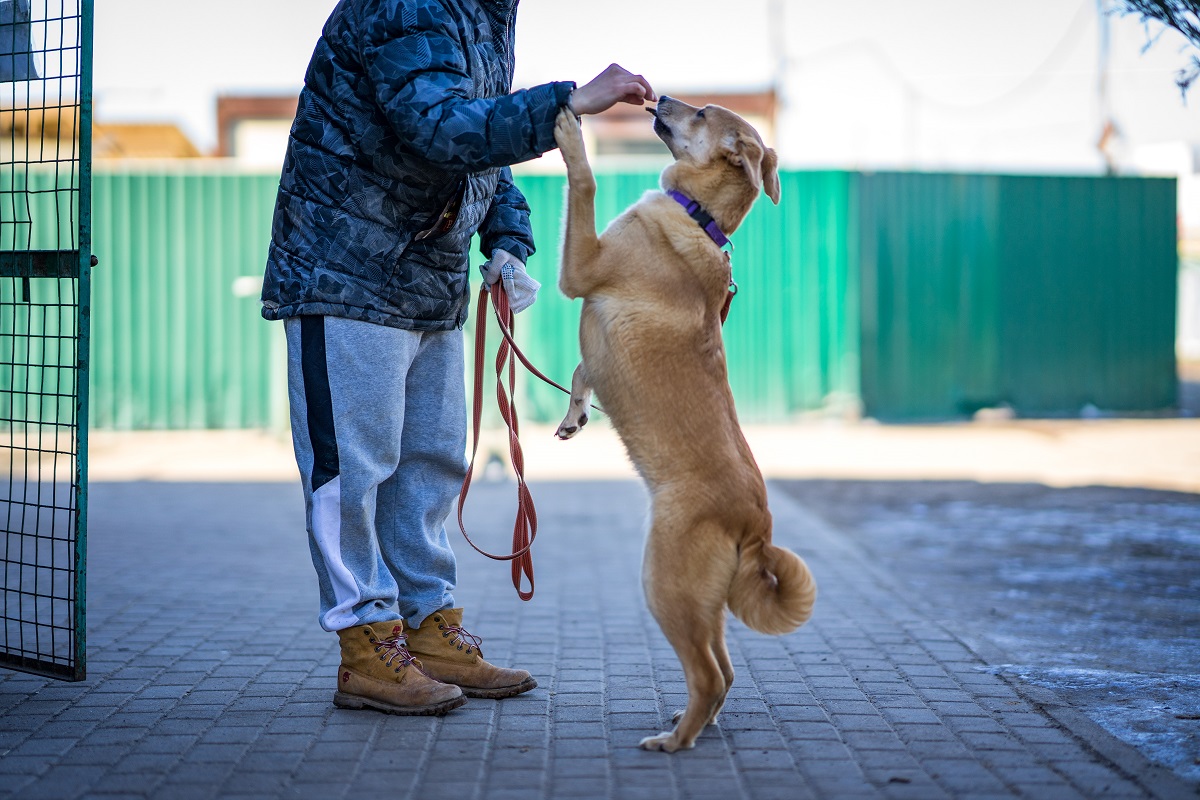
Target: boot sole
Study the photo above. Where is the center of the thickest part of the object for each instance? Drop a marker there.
(353, 702)
(503, 691)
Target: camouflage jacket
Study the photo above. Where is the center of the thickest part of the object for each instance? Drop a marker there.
(406, 119)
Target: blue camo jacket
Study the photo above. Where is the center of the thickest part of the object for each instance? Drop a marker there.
(407, 112)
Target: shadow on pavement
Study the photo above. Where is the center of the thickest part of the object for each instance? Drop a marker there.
(1089, 591)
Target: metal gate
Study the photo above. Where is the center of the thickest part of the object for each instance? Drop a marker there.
(45, 287)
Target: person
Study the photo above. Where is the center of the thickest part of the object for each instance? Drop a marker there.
(400, 152)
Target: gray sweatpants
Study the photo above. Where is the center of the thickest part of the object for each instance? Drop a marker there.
(379, 428)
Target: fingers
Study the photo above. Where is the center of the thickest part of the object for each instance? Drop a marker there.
(611, 86)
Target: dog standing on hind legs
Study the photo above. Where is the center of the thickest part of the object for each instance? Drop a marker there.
(654, 286)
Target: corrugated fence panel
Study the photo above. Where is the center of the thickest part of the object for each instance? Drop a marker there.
(1045, 294)
(791, 336)
(178, 341)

### Try it
Using the records above, report each line that contains the word "Target" by copying it.

### Solved problem
Target: boot sole
Target: camouflage jacket
Target: blue camo jacket
Target: shadow on pavement
Target: metal gate
Target: person
Target: gray sweatpants
Target: fingers
Target: dog standing on hind legs
Target: corrugated fence panel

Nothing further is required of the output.